Given data:

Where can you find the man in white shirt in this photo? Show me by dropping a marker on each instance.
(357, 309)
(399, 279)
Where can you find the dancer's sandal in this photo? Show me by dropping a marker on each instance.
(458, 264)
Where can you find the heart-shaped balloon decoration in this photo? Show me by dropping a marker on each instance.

Exercise requirements: Can you echo every line of the listing above, word for word and in the same order?

Written answer:
Where can you find the man in white shirt in this photo? Show me by dropping a marker on each instance.
(357, 309)
(399, 279)
Where can you find the dancer's sandal in this photo? Show me by dropping a marker on each instance.
(458, 264)
Where can you find the heart-shaped balloon decoration in this photo? Show me by dropping a marker on each instance.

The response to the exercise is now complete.